INSTRUCTIONS FOR THE TASK :: Extract every line below that contains the word "flag". Case counts.

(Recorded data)
Start

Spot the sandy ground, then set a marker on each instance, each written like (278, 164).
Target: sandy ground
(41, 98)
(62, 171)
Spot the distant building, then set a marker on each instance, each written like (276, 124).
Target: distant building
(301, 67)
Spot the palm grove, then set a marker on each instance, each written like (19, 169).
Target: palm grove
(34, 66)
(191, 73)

End
Start

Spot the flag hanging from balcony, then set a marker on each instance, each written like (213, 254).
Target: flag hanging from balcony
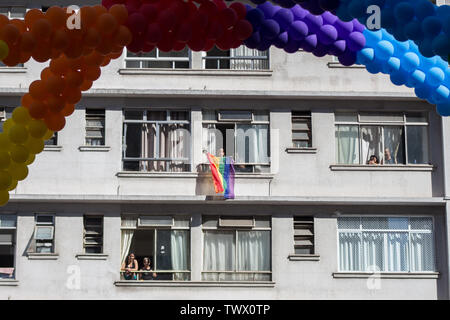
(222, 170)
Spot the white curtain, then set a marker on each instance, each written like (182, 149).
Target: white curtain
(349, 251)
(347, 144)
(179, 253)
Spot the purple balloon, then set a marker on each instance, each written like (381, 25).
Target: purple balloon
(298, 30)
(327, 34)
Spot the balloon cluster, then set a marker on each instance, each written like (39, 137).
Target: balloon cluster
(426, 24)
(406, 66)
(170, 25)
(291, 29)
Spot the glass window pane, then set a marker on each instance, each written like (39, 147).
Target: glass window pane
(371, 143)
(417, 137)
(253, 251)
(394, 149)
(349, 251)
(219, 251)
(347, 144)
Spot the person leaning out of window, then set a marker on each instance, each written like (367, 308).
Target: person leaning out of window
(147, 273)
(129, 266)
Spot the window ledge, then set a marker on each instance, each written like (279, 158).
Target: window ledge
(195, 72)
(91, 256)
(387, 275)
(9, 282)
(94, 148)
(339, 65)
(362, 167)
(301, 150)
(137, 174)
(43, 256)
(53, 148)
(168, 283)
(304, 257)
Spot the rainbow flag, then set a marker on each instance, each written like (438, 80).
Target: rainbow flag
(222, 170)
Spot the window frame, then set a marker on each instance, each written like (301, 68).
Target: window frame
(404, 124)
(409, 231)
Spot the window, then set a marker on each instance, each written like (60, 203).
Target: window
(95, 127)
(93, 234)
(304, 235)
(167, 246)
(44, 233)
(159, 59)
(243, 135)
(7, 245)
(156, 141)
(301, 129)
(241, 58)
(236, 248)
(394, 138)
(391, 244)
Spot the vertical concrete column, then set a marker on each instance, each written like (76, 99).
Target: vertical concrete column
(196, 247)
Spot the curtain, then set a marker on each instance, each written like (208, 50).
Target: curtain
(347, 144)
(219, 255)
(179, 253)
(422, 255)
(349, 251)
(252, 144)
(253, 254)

End

REPLY TO THE TASK ::
Spot the flag hanging from balcony, then set a marker on each instance, each written like (213, 254).
Target: flag hanging from balcony
Spot the rainbow flag, then set a marker on each instance, each written like (438, 80).
Target: rainbow flag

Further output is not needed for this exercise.